**TASK ITEM**
According to the text on detecting gene doping, which genes is the new sequencing method currently set up to detect?

**DOCUMENT EXTRACT**
Currently published methods for detection of gene doping use PCR-based methods or loop-mediated isothermal amplification (LAMP) that target unique sequences in a doping gene corresponding to exon–exon junctions in the intron-less transgene [3, 5,6,7,8,9,10,11,12,13]. However, because the exon–exon junctions of doping genes are known and the short PCR primers are even interrupted by the slightest change of the sequence, it is relatively simple to evade detection using current PCR-based methods by modifying the doping gene with for example synonymous mutations, which will then give a false-negative result.

Here we describe a new gene doping detection assay that overcomes this problem. The test is based on targeted next-generation sequencing (NGS) of the copyDNA of potential doping genes that targets all exon–exon junctions of all transcripts of these genes (Fig. 1). Our method is currently set up for the reliable routine detection of the potential doping genes EPO, IGF1, IGF2, GH1, and GH2, but it is not restricted to these genes.

**DATA PROVIDED**
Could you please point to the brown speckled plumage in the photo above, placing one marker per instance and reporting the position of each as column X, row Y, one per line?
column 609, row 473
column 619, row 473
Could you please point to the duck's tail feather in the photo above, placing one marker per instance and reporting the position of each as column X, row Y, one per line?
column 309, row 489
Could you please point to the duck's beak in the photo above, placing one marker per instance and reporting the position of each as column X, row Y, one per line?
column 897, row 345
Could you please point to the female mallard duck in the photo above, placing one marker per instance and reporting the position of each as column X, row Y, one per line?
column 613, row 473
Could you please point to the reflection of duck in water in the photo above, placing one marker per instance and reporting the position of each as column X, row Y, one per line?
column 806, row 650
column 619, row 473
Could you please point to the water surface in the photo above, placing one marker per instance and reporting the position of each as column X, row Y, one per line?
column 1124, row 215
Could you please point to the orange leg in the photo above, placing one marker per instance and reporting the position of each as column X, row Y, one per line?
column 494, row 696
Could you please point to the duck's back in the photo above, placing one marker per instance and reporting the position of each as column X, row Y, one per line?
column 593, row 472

--

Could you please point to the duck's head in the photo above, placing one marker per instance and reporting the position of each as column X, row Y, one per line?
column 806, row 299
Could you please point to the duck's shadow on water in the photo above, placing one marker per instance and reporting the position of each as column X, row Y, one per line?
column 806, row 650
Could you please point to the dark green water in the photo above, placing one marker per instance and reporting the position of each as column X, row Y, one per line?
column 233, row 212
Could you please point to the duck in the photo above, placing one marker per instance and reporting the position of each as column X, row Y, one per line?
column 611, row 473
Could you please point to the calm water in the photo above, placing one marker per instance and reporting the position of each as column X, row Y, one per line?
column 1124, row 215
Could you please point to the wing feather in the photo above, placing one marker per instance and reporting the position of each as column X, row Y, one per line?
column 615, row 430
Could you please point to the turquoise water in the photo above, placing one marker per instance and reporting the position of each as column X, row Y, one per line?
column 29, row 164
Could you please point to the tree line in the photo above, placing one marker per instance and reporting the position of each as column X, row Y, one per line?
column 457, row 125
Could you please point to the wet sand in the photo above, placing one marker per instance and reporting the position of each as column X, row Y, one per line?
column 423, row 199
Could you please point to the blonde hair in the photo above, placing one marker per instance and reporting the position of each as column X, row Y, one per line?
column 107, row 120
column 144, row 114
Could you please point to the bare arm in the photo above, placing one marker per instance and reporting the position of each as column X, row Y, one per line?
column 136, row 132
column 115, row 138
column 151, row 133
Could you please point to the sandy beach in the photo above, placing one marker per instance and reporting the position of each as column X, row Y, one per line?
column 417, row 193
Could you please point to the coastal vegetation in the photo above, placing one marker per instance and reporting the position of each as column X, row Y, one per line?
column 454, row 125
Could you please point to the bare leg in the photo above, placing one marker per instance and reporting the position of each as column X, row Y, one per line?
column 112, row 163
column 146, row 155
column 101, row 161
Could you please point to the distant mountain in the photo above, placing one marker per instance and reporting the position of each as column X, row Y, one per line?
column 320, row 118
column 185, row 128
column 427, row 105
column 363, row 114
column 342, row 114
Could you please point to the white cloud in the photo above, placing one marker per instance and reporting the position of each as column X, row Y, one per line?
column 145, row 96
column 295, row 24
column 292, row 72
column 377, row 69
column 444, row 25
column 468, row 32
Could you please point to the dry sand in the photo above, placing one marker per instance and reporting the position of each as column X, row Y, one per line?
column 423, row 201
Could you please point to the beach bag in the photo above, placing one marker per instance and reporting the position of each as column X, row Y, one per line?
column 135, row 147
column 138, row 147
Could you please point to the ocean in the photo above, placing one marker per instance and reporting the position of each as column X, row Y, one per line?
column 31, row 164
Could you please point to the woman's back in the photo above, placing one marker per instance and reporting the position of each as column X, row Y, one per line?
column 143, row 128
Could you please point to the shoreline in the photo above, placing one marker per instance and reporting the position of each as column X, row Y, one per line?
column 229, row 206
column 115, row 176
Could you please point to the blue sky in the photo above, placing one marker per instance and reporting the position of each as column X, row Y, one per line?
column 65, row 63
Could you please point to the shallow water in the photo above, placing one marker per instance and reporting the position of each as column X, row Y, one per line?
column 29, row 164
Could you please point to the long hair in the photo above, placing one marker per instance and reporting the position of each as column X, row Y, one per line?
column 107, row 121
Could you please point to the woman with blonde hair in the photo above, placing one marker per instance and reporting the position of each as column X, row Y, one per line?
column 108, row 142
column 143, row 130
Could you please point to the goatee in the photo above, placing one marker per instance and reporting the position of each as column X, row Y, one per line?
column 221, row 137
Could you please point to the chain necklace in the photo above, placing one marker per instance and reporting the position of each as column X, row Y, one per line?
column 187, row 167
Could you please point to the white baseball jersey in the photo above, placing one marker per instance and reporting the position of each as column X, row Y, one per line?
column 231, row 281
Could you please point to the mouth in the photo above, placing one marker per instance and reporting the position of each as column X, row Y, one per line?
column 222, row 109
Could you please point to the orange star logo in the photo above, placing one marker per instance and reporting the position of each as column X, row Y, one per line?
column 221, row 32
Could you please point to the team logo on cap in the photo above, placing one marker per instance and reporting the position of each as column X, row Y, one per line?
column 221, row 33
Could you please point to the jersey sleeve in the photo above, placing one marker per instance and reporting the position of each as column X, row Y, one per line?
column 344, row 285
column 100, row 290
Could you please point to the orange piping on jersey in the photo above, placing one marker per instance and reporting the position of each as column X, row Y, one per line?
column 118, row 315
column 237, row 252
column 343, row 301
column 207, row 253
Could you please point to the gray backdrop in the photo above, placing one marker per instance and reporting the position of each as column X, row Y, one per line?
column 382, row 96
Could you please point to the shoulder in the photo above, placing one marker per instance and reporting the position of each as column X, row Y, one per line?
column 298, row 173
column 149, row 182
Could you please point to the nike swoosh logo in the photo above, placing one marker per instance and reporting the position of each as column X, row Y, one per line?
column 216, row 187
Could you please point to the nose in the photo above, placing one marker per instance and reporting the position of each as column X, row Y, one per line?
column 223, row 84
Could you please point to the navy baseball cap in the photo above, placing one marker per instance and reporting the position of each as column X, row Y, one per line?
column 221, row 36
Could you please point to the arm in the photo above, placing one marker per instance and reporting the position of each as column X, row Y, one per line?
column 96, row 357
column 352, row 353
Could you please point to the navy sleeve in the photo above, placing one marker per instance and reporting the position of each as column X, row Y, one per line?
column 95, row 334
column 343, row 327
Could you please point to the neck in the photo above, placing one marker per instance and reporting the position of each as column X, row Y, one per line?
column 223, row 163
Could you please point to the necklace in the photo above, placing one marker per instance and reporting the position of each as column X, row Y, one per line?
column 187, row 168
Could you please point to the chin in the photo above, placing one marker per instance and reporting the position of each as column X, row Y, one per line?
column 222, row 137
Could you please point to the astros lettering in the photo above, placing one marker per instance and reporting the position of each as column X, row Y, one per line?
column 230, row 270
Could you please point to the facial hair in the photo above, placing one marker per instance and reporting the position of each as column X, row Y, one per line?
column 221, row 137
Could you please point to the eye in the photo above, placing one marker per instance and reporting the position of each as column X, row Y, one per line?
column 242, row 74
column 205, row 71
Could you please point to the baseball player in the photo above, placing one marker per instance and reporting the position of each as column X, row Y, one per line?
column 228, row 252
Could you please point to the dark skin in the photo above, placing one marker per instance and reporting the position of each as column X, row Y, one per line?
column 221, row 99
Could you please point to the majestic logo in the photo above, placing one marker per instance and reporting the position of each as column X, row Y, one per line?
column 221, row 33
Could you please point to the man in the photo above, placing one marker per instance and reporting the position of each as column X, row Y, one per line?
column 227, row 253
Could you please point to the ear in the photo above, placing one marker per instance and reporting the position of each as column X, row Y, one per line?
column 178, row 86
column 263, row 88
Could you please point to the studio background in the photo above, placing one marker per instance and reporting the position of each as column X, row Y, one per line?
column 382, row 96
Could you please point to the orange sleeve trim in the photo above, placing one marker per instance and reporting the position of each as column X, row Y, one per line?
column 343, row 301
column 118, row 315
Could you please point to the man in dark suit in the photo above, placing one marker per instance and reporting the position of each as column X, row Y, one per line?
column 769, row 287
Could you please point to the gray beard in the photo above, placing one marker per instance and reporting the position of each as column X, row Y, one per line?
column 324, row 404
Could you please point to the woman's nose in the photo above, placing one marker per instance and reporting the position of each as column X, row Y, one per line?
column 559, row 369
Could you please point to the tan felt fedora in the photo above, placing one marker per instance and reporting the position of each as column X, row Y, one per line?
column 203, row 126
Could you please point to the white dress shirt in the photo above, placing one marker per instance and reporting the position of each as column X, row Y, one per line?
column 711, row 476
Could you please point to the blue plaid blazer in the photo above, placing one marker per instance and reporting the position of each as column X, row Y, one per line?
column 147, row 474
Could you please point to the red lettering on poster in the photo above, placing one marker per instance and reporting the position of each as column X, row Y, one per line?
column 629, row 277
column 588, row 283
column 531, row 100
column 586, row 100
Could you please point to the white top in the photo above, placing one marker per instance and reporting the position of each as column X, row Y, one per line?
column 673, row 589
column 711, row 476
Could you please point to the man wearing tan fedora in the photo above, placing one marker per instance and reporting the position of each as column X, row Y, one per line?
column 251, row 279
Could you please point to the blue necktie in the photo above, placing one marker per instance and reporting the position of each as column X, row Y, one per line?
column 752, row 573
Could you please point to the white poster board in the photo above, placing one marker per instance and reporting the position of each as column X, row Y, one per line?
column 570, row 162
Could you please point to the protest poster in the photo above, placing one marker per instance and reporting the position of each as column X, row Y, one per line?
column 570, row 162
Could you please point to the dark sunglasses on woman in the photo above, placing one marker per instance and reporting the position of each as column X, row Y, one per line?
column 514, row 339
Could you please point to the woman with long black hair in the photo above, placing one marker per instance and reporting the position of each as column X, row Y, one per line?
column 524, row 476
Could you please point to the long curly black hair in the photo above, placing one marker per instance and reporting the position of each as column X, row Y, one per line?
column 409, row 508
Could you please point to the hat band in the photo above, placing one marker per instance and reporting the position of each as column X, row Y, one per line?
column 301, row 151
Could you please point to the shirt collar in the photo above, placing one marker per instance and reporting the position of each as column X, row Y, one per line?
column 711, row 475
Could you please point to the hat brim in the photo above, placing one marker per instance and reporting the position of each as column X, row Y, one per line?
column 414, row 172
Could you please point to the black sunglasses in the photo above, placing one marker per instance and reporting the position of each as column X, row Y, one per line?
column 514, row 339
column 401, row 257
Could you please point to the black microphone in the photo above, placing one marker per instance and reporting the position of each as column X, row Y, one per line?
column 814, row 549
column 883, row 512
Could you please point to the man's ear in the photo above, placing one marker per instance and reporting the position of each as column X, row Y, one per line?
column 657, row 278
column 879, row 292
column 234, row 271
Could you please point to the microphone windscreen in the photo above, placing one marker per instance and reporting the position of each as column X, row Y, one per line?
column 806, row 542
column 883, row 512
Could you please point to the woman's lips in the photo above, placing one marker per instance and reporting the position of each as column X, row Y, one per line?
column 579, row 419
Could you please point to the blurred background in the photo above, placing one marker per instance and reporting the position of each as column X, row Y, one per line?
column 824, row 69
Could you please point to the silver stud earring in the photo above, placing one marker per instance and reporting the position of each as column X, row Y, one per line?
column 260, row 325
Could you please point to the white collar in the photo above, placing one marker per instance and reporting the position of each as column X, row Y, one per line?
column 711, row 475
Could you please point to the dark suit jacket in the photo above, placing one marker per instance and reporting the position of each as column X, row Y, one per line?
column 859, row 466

==

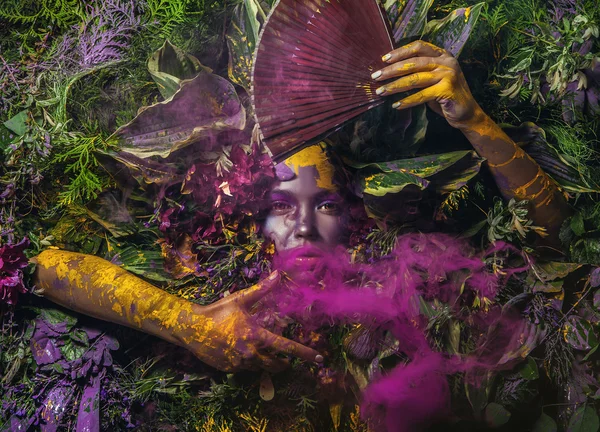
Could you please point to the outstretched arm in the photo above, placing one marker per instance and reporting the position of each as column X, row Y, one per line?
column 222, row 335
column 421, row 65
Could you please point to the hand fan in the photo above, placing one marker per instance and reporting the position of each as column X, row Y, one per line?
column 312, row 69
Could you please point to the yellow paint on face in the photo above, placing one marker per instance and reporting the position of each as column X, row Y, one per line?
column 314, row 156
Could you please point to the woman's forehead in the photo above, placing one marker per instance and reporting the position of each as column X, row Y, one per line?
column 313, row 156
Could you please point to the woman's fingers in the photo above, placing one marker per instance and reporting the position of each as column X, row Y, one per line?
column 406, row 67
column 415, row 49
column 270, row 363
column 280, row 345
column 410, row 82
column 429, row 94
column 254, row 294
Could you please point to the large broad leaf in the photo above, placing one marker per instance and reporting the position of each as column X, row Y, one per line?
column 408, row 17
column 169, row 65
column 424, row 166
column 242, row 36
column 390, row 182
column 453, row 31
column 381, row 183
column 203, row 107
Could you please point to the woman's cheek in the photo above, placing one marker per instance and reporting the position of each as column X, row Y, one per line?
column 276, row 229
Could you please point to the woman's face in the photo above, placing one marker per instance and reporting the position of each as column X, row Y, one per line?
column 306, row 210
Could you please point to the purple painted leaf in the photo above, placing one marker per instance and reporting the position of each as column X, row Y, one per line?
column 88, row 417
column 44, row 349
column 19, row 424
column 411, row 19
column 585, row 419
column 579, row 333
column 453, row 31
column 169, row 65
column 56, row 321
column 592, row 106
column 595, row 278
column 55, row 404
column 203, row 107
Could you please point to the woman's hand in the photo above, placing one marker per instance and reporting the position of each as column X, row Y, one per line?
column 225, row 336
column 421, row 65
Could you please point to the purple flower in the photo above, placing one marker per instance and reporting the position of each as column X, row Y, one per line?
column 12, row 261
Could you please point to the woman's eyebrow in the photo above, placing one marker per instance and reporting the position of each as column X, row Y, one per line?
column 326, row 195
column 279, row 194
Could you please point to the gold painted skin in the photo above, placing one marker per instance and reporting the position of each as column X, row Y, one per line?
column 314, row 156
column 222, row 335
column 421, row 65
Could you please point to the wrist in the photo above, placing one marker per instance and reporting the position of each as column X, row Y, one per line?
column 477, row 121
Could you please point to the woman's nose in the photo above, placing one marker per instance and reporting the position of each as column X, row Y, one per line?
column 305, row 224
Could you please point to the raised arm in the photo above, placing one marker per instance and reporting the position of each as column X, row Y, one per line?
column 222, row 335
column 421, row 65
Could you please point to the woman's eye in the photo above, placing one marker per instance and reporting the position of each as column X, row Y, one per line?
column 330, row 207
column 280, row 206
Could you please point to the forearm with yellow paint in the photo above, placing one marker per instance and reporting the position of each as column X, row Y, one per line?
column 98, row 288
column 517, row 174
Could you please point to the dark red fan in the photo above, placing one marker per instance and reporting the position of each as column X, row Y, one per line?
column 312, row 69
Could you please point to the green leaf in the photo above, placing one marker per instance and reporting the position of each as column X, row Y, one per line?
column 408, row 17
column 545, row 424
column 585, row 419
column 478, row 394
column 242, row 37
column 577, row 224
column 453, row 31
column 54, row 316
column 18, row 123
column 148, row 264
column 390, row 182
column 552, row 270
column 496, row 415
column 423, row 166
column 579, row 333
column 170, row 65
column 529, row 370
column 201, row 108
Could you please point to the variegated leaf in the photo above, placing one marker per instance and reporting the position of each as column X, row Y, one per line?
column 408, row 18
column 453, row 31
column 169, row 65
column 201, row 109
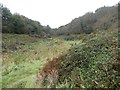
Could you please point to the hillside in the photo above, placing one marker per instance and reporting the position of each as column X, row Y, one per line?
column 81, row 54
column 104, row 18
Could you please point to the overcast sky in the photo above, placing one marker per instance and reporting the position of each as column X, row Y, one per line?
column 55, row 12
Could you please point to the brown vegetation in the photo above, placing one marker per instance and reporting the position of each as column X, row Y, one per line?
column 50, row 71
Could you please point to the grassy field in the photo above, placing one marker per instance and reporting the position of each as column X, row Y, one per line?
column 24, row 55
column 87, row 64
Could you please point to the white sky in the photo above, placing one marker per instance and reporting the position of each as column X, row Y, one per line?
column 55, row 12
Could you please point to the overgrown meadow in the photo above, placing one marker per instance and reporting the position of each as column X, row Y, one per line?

**OUTPUT FOR THIS EXERCISE**
EPO, IGF1, IGF2, GH1, and GH2.